WHAT THE TASK ASKS » In full and without alteration, print the entries that follow.

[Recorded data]

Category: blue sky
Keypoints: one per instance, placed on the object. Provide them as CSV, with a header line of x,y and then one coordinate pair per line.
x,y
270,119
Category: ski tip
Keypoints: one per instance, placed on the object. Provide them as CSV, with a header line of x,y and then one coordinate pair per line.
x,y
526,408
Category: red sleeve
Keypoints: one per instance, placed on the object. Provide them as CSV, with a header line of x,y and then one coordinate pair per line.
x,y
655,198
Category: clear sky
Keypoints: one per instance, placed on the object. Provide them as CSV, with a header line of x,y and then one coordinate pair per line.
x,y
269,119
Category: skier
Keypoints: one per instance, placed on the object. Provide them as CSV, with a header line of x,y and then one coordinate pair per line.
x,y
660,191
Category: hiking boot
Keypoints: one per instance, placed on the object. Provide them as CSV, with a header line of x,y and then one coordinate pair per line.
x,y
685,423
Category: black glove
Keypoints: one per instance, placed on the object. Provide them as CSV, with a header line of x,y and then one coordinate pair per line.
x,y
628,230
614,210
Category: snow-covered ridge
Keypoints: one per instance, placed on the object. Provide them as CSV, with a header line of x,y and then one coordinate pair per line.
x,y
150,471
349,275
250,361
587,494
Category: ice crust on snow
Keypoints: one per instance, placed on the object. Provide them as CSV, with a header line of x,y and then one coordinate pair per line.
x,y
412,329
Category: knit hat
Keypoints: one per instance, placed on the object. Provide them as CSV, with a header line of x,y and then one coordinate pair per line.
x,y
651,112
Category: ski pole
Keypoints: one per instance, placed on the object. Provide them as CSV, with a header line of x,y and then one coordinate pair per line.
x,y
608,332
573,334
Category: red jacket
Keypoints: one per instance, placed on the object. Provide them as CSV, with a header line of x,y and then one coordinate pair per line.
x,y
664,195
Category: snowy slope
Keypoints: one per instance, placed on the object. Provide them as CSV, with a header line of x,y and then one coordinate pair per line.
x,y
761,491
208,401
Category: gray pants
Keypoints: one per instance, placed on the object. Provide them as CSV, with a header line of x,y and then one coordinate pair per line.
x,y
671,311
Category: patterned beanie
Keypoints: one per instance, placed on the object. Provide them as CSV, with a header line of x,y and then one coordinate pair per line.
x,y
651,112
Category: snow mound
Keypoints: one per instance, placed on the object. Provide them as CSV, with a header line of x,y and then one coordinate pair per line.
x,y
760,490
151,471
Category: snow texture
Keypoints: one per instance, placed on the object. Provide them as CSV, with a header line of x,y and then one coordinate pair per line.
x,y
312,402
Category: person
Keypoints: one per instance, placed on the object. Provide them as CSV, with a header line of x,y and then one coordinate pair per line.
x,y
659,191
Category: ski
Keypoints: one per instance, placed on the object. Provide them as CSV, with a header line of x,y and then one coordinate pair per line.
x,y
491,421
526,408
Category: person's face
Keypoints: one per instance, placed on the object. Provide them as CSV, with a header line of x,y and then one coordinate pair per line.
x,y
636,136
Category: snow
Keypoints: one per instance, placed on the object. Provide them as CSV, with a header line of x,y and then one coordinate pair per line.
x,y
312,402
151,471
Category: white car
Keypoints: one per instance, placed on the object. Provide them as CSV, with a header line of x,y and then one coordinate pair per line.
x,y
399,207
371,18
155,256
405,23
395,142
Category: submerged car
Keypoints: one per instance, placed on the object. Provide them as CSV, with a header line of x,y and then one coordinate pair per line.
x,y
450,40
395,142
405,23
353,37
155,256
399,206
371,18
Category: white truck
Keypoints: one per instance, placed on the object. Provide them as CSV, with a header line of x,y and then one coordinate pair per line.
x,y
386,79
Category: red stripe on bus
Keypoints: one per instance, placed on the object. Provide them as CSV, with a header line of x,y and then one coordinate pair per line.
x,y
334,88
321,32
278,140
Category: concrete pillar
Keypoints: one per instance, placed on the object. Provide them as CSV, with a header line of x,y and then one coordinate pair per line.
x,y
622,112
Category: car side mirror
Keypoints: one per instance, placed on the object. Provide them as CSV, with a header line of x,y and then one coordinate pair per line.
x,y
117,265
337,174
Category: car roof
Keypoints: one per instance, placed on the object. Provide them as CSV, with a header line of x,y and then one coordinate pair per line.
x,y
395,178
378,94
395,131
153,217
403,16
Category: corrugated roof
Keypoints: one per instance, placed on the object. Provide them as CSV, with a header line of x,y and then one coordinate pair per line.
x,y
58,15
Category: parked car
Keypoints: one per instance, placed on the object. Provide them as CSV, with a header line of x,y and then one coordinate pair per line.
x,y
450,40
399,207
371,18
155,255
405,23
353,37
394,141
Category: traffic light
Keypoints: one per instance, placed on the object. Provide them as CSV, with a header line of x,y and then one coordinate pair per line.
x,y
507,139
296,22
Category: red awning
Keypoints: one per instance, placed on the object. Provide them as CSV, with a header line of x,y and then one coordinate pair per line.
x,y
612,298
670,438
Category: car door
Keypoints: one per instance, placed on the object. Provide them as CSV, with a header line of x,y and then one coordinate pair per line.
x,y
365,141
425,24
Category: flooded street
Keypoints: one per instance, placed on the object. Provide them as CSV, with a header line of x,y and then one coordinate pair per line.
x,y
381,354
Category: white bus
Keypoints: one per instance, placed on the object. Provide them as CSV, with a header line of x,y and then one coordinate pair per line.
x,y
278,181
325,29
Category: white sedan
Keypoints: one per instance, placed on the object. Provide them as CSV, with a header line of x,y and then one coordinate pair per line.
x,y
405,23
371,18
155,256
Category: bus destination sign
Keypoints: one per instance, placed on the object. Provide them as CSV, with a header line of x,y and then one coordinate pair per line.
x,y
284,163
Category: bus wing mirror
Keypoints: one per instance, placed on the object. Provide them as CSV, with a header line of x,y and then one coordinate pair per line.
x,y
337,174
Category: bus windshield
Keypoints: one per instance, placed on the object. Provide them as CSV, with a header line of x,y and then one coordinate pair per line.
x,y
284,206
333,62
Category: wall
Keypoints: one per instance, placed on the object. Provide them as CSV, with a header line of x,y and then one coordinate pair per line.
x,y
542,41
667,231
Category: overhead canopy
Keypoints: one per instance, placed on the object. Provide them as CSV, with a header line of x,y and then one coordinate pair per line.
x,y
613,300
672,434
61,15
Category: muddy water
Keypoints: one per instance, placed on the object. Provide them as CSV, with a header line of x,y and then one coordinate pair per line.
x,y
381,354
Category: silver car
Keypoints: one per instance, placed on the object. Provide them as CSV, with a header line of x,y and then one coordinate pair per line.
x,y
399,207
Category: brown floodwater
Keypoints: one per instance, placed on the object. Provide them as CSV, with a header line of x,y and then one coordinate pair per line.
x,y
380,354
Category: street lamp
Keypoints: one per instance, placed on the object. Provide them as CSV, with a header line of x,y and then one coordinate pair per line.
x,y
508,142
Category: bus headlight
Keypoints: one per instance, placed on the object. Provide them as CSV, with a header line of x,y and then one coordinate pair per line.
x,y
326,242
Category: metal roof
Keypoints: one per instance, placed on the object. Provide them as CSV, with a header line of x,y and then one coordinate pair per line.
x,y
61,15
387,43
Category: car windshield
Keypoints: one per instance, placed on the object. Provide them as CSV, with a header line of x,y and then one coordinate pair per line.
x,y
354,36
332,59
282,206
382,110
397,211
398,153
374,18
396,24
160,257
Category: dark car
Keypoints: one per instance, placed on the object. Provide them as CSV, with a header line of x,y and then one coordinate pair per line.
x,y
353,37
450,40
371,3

YOUR SOLUTION »
Category: blue sky
Keypoints: one per instance, placed on the object. Provide them as CSV, with a header line of x,y and then one coordinate pair per line.
x,y
270,119
Category: ski tip
Keypoints: one per instance, placed on the object. Provide them as CSV, with a header line of x,y and then one coordinate pair per line.
x,y
526,408
Category: red sleeve
Keypoints: one per instance, placed on the object. Provide them as CSV, with a header line of x,y and then one coordinate pair per line.
x,y
655,198
Category: clear sky
Keypoints: one per instance, placed on the object. Provide them as CSV, with a header line of x,y and then one coordinate pair per line.
x,y
269,119
Category: skier
Keypoints: one per instance, placed on the object. Provide them as CSV, with a header line of x,y and then one coordinate pair per line.
x,y
660,191
Category: hiking boot
Keypoints: one per instance, placed on the object. Provide them as CSV, with a header line of x,y and then one coordinate pair per line.
x,y
685,423
Category: black glove
Keypoints: one per instance, placed on the object. Provide them as CSV, with a header line of x,y and then one coordinate pair per line.
x,y
628,230
614,210
Category: snow-covered ridge
Keypoints: one per instance, placed on the object. Provide them as CSV, with a header line of x,y and then one coordinate pair per line.
x,y
150,471
349,275
250,361
587,494
Category: ice crust on snow
Keypoints: one per instance, placed on the object. Provide them as CSV, with a header line of x,y and then one coordinate pair per line.
x,y
412,329
Category: knit hat
Keypoints: one per instance, placed on the object. Provide them as CSV, with a header line of x,y and then one coordinate pair per line.
x,y
651,112
Category: ski pole
Keypoints: one per instance, placed on the object. Provide them as CSV, with a header line of x,y and then one coordinate pair per line.
x,y
608,332
573,334
Category: red jacket
Keypoints: one per instance, placed on the object. Provide them as CSV, with a header line of x,y and then one coordinate pair per line.
x,y
664,195
Category: snowy slope
Keypoints: one per instance, placed on the object. Provide them as CSV, with a header line of x,y and then one coordinate pair per line.
x,y
761,491
208,401
Category: gray pants
Keypoints: one per instance, placed on the object. Provide them as CSV, with a header line of x,y and then one coordinate pair per line.
x,y
671,311
Category: patterned beanie
Keypoints: one per instance, placed on the object. Provide them as CSV, with a header line of x,y and then one coordinate pair per line.
x,y
651,112
Category: snow mound
Keypoints: one per instance, placed on the object. Provide them as CSV, with a header line of x,y and then one coordinate pair per line.
x,y
760,490
151,471
Category: snow texture
Keypoints: one per instance, placed on the object. Provide them as CSV, with a header line of x,y and then one coordinate pair per line.
x,y
312,402
Category: person
Keypoints: one per instance, placed on the object. Provide them as CSV, with a header line of x,y and then one coordinate pair per line.
x,y
659,191
Category: ski
Keypoints: one per instance, placed on the object. Provide them as CSV, with a header line of x,y and then one coordinate pair per line.
x,y
491,421
526,408
Category: person's face
Keypoints: one per instance, placed on the object. Provide them as CSV, with a header line of x,y and then one coordinate pair per line.
x,y
636,136
Category: snow
Keypoints: one per instance, placed on the object. Provide them as CSV, with a header line of x,y and then one coordinate pair per line.
x,y
312,402
151,471
Category: white car
Keypoints: one per instance, placed on the object. Provide them as CSV, with a header line of x,y and then one coordinate pair per line.
x,y
399,207
371,18
155,256
405,23
395,142
Category: submerged car
Keypoints: one per instance, placed on the object. Provide them as CSV, with a header line of x,y and then one coordinate pair per line.
x,y
450,40
395,142
405,23
353,37
155,256
399,206
371,18
Category: white truck
Keypoints: one per instance, placed on the object. Provide them as CSV, with a header line of x,y and then one coordinate pair per line.
x,y
386,79
Category: red stripe on bus
Keypoints: one per instance, placed on the object. Provide them as CSV, with a header line of x,y and then one coordinate pair per line.
x,y
334,88
321,32
278,140
Category: concrete pillar
Keypoints: one per instance, placed on the object. Provide them as CSV, with a header line of x,y and then one coordinate pair per line.
x,y
622,112
Category: car side mirror
Keypoints: one per instance, placed on the object. Provide them as CSV, with a header line of x,y and then one coordinate pair per line.
x,y
117,265
337,174
Category: car roof
Keypoints: one per instance, placed on the object. Provide them as CSV, with a header line of x,y and then one coordinate pair per line.
x,y
395,178
378,94
395,131
153,217
403,16
Category: corrugated roof
Keypoints: one per instance, placed on the object. Provide them as CSV, with a header line of x,y and then one coordinate pair per line.
x,y
58,15
Category: parked car
Keypoints: one per instance, placed on the object. Provide them as CSV, with a header line of x,y and then one coordinate pair per line.
x,y
450,40
399,207
371,18
155,255
405,23
353,37
394,141
Category: traffic light
Keypoints: one per instance, placed on the object. Provide them as CSV, with a header line of x,y and then one coordinate pair per line.
x,y
507,139
296,22
Category: red awning
Keypoints: one per instance, placed on the object. Provide them as CSV, with a header line of x,y and then one coordinate pair per line.
x,y
612,298
670,438
Category: car door
Keypoints: one per instance, placed on the object. Provide them as CSV, with a header line of x,y and then one coordinate pair per line.
x,y
365,141
425,24
Category: flooded street
Keypoints: one per instance, placed on the object. Provide them as CSV, with a header line of x,y and then one coordinate pair per line.
x,y
381,354
Category: white bus
Keypoints: one per instance, placed on the object. Provide them as CSV, with a header line of x,y and then one coordinate pair per line.
x,y
278,181
325,29
Category: white sedan
Keypoints: one per instance, placed on the object. Provide them as CSV, with a header line of x,y and then one coordinate pair per line.
x,y
405,23
371,18
155,256
Category: bus destination sign
Keypoints: one per instance, placed on the object. Provide them as CSV, with a header line of x,y and then one coordinate pair per line.
x,y
284,163
Category: bus wing mirror
Keypoints: one per instance, placed on the object. Provide them as CSV, with a header line of x,y and then one coordinate pair per line.
x,y
337,174
Category: bus windshield
Keypoints: one per instance, placed on the object. Provide them as CSV, with a header line of x,y and then one coordinate pair per line.
x,y
284,206
333,62
Category: wall
Keypoints: one per instance, placed on the object. Provide them as CSV, with a header line of x,y and then one coordinate pair per line.
x,y
542,41
667,231
Category: overhead canopy
Keypoints: one per instance, placed on the object. Provide them as CSV, with a header line of x,y and then one coordinate pair per line.
x,y
613,300
672,434
61,15
Category: muddy water
Keypoints: one per instance, placed on the object. Provide them as CSV, with a header line of x,y and then one coordinate pair per line.
x,y
381,354
Category: silver car
Keypoints: one per instance, placed on the object. Provide them as CSV, with a header line of x,y and then one coordinate pair per line.
x,y
399,207
Category: brown floodwater
Keypoints: one per instance, placed on the object. Provide them as CSV, with a header line of x,y and then one coordinate pair per line.
x,y
380,354
Category: street lamp
Keypoints: one per instance, placed on the object. Provide them as CSV, with a header line of x,y and then one coordinate pair per line.
x,y
508,142
Category: bus headlight
Keypoints: one per instance, placed on the object. Provide them as CSV, with a header line of x,y and then one coordinate pair per line.
x,y
326,242
Category: metal roof
Keypoints: one per instance, placed on the object. Provide them as CSV, with a header line of x,y and then one coordinate pair per line.
x,y
61,15
387,43
Category: car windshield
Keypoints: one per instance, placed on the object. Provide them as CSV, with a header line of x,y and then one coordinate pair per line.
x,y
354,36
332,59
282,206
382,110
397,211
398,153
374,18
396,24
160,257
Category: dark car
Keypoints: one per instance, placed on the object. Provide them as CSV, with a header line of x,y and then one coordinate pair per line.
x,y
353,37
450,40
371,3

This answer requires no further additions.